Rows from a pointing dataset =>
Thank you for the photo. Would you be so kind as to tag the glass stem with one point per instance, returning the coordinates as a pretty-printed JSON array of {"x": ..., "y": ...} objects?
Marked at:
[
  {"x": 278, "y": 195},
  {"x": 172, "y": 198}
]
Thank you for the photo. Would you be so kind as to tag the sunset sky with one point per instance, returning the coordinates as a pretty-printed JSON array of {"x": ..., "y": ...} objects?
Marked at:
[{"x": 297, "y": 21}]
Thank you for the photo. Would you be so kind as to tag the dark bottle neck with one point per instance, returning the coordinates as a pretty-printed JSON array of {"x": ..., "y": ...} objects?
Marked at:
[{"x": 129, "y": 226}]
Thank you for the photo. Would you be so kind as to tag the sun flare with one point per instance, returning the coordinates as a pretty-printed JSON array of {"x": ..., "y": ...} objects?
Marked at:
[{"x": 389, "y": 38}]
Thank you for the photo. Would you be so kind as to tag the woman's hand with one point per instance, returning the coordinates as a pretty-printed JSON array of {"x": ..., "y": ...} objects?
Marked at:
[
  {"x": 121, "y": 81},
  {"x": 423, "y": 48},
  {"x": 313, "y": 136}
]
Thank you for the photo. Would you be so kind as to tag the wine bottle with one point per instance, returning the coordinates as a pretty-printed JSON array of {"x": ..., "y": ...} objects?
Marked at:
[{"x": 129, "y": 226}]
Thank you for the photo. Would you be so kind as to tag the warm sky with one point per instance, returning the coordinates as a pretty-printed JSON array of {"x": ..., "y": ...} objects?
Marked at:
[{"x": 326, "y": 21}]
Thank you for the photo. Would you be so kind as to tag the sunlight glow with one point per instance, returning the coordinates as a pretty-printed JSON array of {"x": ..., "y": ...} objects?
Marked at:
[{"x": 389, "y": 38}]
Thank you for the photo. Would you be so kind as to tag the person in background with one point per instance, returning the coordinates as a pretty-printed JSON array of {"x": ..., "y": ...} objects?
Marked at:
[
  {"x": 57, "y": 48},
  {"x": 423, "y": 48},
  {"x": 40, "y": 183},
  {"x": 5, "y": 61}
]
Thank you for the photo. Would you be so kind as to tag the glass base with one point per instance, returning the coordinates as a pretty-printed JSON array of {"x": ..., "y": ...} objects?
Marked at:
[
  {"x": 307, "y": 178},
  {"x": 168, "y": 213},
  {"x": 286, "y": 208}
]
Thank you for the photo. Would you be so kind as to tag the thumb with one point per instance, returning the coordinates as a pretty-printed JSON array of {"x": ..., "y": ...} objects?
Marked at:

The task => Write out exactly the lines of the entries above that run from the line containing "tag the person" through the last line, including both.

The answer =>
Thank you for the photo. Would you be so kind as to tag the person in background with one point per instance, returning the coordinates as a pretty-printed JSON array of {"x": ..., "y": ...} objects?
Marked at:
[
  {"x": 57, "y": 48},
  {"x": 423, "y": 48},
  {"x": 40, "y": 183},
  {"x": 5, "y": 61}
]
Thank you for the photo. Would you be so kind as to tag the glass base with one point per instance, returning the coordinates as a pretty-printed JSON array of {"x": ..., "y": ...} objects?
Marked at:
[
  {"x": 307, "y": 178},
  {"x": 168, "y": 213},
  {"x": 286, "y": 208}
]
Thank you for the photo. Would you be so kind as to tag the thumb with one point per instance, returning the coordinates as a pretty-printed JSON array of {"x": ..., "y": ...} objects?
Marked at:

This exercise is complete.